#### Testo:
Il quinto evangelio

AUTORE: Mario Pomilio

EDIZIONI: edizioni L’orma, 2015

Perché certi libri non entrano nel canone, anche quando alla loro prima uscita se ne riconosce ampiamente il valore? Domanda troppo impegnativa, cui occorrerebbero altro  spazio ed altre forze, e tuttavia inevitabile quando si parla de Il quinto evangelio di Mario Pomilio, pubblicato da Rusconi nel 1975, soprattutto se si pensa non solo alla fortuna smisurata – e al profluvio di commenti- toccata in sorte alla modestissima produzione di Dan Brown, ma anche alla persistenza  scolastica del Nome della rosa  di Umberto Eco, incomparabile per qualità con Dan Brown, certamente, e tuttavia, al di là dell’ostentata erudizione, tanto più artificiale e scontato di Pomilio.

#### Materiale fornito:
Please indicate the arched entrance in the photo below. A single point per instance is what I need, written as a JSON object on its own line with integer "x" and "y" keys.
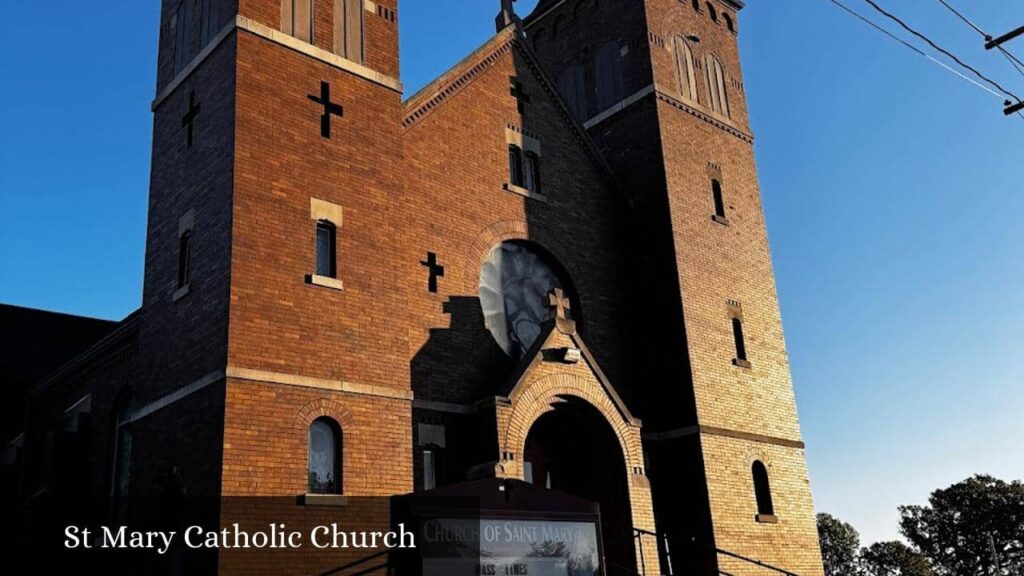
{"x": 573, "y": 449}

#### Consegna:
Rispondi alle seguenti domande sul testo dedicato a Il quinto evangelio.
(a) In quale anno e da quale editore fu pubblicato il romanzo?
(b) Quale casa editrice è indicata per l'edizione del 2015?
(c) A quale autore, secondo il testo, è toccata in sorte una "fortuna smisurata"?
Le righe riportate non hanno alcun legame con il testo.

#### Soluzione scritta:
(a) Nel 1975, da Rusconi.
(b) Edizioni L'orma.
(c) A Dan Brown.